Location annotation dataset excerpts
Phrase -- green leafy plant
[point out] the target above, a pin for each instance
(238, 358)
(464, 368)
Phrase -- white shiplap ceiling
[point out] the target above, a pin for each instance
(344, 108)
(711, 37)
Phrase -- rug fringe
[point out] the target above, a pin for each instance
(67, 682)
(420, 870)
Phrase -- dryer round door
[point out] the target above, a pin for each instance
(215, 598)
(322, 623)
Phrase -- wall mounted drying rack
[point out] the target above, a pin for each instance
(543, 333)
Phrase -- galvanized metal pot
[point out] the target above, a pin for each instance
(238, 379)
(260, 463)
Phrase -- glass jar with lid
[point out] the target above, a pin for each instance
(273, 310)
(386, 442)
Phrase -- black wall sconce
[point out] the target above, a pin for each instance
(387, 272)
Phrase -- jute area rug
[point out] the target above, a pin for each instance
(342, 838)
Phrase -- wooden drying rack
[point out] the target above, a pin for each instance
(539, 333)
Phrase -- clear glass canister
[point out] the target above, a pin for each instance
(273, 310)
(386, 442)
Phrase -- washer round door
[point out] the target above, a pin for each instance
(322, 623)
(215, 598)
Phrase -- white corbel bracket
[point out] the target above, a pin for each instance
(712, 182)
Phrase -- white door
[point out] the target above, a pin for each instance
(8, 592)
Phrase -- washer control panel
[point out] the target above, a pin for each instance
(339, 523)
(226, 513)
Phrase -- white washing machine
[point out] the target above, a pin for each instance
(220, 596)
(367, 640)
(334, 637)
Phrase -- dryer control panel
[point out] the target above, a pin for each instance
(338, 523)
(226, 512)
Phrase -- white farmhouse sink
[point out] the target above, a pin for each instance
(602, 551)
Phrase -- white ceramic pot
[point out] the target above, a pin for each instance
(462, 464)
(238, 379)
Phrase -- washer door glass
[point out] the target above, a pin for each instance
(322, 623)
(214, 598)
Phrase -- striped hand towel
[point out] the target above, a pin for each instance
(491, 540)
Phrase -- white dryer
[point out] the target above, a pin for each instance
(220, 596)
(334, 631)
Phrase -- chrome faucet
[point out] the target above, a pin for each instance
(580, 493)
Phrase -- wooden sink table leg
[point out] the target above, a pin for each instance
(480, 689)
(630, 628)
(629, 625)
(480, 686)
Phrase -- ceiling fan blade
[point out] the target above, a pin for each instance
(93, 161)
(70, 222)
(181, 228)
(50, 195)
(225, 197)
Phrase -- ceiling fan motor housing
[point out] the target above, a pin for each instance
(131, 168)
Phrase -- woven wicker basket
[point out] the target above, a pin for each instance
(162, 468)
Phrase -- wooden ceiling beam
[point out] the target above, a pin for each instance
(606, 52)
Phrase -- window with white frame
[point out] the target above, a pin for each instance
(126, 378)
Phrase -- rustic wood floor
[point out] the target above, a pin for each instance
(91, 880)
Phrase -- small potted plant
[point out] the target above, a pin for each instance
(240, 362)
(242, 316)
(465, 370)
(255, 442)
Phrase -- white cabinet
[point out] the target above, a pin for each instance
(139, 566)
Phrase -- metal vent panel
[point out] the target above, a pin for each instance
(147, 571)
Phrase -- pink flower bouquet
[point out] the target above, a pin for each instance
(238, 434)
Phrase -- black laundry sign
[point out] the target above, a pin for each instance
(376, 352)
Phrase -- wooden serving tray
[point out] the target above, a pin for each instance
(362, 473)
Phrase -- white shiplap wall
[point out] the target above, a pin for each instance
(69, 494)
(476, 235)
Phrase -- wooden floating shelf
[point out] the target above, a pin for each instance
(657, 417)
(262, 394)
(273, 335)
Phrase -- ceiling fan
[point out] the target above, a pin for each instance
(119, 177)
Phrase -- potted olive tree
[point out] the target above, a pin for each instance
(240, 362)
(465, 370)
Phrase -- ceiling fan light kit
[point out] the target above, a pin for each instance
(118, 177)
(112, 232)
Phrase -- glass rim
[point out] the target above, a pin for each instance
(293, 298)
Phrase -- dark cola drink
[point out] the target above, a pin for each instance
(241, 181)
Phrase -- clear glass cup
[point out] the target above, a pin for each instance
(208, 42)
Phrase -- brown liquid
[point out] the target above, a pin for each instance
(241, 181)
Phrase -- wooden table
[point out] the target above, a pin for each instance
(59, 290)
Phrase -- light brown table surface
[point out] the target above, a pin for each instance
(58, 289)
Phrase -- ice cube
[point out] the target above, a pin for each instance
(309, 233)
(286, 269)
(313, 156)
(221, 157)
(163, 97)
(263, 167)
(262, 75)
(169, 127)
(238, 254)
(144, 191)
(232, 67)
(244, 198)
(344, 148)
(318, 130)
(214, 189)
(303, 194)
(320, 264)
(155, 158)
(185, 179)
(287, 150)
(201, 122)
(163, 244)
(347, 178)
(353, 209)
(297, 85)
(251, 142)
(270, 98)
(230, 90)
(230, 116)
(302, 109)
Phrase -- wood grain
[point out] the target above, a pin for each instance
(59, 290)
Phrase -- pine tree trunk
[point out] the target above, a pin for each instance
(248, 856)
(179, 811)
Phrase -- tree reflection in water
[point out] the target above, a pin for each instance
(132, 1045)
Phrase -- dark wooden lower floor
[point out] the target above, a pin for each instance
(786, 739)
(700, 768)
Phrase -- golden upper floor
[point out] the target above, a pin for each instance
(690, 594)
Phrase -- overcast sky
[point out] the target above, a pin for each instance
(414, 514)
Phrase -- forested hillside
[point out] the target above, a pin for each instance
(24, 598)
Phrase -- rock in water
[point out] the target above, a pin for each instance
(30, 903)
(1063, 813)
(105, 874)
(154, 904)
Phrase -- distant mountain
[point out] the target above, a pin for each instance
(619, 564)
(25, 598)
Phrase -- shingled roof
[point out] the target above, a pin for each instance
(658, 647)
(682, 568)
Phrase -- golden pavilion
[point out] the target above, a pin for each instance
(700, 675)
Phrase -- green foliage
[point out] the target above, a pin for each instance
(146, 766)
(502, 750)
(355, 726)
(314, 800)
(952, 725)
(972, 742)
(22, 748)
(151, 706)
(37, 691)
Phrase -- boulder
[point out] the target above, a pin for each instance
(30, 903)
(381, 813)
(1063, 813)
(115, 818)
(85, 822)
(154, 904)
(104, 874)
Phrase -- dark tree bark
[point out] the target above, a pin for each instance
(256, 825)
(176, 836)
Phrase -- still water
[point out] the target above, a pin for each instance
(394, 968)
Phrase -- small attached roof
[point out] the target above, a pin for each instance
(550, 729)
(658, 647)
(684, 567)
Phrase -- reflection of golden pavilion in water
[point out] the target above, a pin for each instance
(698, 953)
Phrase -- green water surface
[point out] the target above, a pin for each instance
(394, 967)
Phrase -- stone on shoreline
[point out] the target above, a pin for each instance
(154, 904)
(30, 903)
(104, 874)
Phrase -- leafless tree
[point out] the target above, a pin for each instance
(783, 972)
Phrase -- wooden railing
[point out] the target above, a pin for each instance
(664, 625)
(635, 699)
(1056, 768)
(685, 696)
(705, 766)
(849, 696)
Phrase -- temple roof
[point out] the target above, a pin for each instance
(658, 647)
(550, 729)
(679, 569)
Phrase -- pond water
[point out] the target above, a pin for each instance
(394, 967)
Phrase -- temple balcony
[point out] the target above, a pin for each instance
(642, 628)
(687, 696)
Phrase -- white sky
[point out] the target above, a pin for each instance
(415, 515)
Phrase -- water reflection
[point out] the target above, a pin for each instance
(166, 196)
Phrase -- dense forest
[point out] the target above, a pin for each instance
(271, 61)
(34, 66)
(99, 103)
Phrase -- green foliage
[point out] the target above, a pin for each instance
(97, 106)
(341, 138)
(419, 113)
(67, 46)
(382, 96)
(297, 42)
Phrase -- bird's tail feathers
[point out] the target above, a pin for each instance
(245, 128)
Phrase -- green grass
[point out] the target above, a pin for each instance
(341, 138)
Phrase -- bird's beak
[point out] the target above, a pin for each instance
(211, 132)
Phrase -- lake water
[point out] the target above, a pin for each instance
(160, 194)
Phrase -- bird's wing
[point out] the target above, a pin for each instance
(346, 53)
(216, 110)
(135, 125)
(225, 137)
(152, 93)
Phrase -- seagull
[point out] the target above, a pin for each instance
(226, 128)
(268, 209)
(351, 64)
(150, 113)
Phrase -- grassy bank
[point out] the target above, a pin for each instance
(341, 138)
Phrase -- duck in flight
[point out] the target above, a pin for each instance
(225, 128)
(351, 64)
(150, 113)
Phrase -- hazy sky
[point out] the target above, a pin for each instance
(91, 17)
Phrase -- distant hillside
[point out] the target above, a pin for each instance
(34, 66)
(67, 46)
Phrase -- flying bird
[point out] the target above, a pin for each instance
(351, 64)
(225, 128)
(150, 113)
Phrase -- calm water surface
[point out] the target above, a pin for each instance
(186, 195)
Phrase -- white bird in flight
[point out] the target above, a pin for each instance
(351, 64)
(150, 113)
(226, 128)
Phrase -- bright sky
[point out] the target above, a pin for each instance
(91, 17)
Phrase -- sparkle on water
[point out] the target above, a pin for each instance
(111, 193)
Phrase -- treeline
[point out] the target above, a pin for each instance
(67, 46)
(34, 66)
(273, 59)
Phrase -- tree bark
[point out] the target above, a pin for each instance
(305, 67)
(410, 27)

YOUR GOAL
Reproduce the lines of the entries above exactly, but only from the line containing "Phrase -- calm water surface" through the final line.

EXERCISE OUTPUT
Phrase -- calm water surface
[point out] the target above, a pin for each instance
(186, 195)
Phrase -- white bird in flight
[point out] the target above, a pin for each instance
(351, 64)
(150, 113)
(226, 128)
Phrase -- bright sky
[point out] the target above, a pin for each instance
(91, 17)
Phrase -- sparkle on water
[point out] the target above, a pin for each instance
(111, 193)
Phrase -- treeline
[point out] the target above, a pin for each instance
(67, 46)
(34, 66)
(273, 59)
Phrase -- tree bark
[point out] the target above, a pin for each instance
(305, 67)
(410, 27)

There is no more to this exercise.